▶ _SOURCE TEXT_
Exhibit 5

 

January 8, 2009

 

3M Company

3M Center

St. Paul, MN 55144

 

Re:          Registration Statement on Form S-8 with respect to 3M Company’s VIP Excess Plan and VIP Plus Plan

 

Ladies and Gentlemen:

 

I have examined the Registration Statement on Form S-8 (the “Registration Statement”) that is being filed by 3M Company (the “Company”) with the Securities and Exchange Commission (the “Commission”) pursuant to the Securities Act of 1933, as amended (the “Act”), with respect to $100,000,000 of unsecured obligations of the Company under the Company’s VIP Excess Plan and VIP Plus Plan (the “Plans”) to pay in the future deferred compensation in accordance with the terms of the Plans (the “Obligations”).

 

As Deputy General Counsel of the Company, I am familiar with the Certificate of Incorporation and the By-Laws of the Company and with its affairs, including the actions taken by the Company in connection with the Plans. I also have examined such other documents and instruments and have made such further investigation as I have deemed necessary or appropriate in connection with this opinion.  In my examination, I have assumed the genuineness of all signatures, the legal capacity and competency of all natural persons, the authenticity of all documents submitted to me as originals and the conformity to original documents of all documents submitted to me as copies.

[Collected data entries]
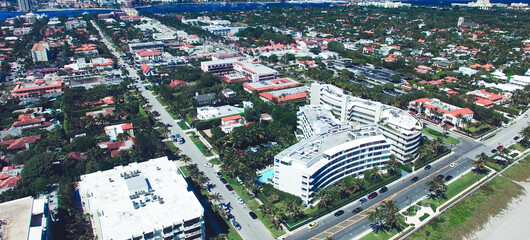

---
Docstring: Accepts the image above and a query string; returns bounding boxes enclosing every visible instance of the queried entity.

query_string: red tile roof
[0,135,40,149]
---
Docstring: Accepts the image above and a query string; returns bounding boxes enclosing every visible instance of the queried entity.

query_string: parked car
[368,192,377,199]
[307,222,318,229]
[333,210,344,217]
[352,207,363,215]
[359,198,368,204]
[232,221,241,230]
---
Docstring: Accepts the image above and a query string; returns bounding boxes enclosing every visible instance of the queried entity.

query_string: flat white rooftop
[79,157,204,239]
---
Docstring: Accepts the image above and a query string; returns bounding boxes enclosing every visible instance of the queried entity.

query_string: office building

▶ _SET TASK_
Continue the opinion letter on 3M Company's Form S-8 registration statement, starting right after its last sentence.

▶ _ANSWER TO THIS EXERCISE_
 

Based upon the foregoing, I am of the opinion that:

 

1.               The Company is duly incorporated and validly existing as a corporation under the laws of the State of Delaware.

 

2.               All necessary corporate proceedings have been taken to authorize the issuance of the Obligations being registered under the Registration Statement.

 

3.               When issued in accordance with the provisions of the Plans, the Obligations will be valid and binding obligations of the Company, enforceable in accordance with their terms.

 

The opinion set forth in paragraph 3 above is subject to (i) the effect of any bankruptcy, insolvency, reorganization, moratorium, arrangement or similar laws affecting the rights and remedies of creditors’ generally, including the effect of statutory or other laws regarding fraudulent transfers or preferential transfers, and (ii) general principles of equity, including concepts of materiality, reasonableness, good faith and fair dealing and the possible unavailability of specific performance, injunctive relief or other

 



 

equitable remedies regardless of whether enforceability is considered in a proceeding in equity or at law.

 

I consent to the filing of this opinion as an exhibit to the Registration Statement, and I further consent to the use of my name wherever appearing in the Registration Statement and any amendment thereto. In giving this consent, I do not admit that I am within the category of persons whose consent is required under Section 7 of the Act or the Rules and Regulations of the Commission.

 

Very truly yours,

 

/s/ Gregg M. Larson, Esq.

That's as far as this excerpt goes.